• _Problem_
Lines before the one containing "Target: airplane fuselage" are to be skipped; reproduce that line and the rest of the records below exactly.

• _Region pointing data_
------
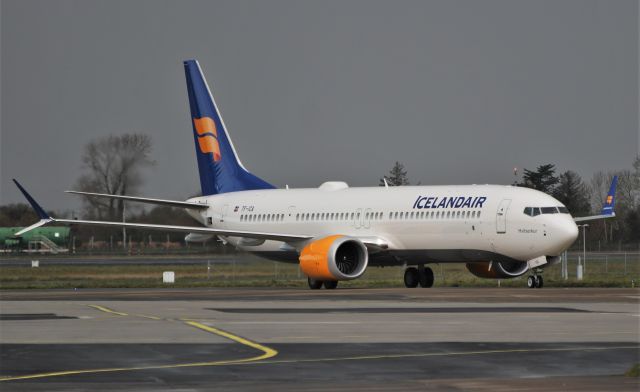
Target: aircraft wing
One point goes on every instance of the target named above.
(607, 207)
(171, 203)
(46, 219)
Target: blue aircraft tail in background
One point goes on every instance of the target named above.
(220, 169)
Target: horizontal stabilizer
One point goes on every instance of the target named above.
(45, 218)
(171, 203)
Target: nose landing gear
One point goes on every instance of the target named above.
(535, 281)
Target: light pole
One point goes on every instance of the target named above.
(584, 244)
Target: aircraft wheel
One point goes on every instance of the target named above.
(411, 277)
(426, 277)
(539, 281)
(330, 284)
(314, 284)
(531, 282)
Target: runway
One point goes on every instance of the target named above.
(291, 339)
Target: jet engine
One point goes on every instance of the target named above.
(498, 269)
(334, 258)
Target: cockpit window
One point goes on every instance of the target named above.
(532, 211)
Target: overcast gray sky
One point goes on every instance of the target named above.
(459, 91)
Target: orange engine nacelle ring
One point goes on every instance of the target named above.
(336, 257)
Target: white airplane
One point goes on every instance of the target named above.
(335, 232)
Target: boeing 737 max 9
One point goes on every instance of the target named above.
(335, 232)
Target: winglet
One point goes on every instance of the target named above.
(36, 207)
(610, 201)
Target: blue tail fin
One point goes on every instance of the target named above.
(220, 169)
(610, 201)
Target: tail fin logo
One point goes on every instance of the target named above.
(207, 137)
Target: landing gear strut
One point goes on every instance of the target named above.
(422, 276)
(535, 281)
(315, 284)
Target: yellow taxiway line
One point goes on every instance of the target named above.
(267, 352)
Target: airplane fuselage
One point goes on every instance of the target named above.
(416, 224)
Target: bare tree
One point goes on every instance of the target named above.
(397, 176)
(113, 165)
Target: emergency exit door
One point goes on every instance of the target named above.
(501, 216)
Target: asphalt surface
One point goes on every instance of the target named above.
(289, 339)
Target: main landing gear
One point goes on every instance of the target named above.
------
• _Response box_
Target: airplane fuselage
One point goes on every instance of the target named above.
(416, 224)
Target: bare tree
One point goes on every instance of the target named above.
(397, 176)
(113, 165)
Target: emergency exit door
One point goes on every instance of the target named above.
(501, 216)
Target: asphalt surface
One point goes on every instance of the target named above.
(289, 339)
Target: main landing gear
One point goes on every instance of the target named above.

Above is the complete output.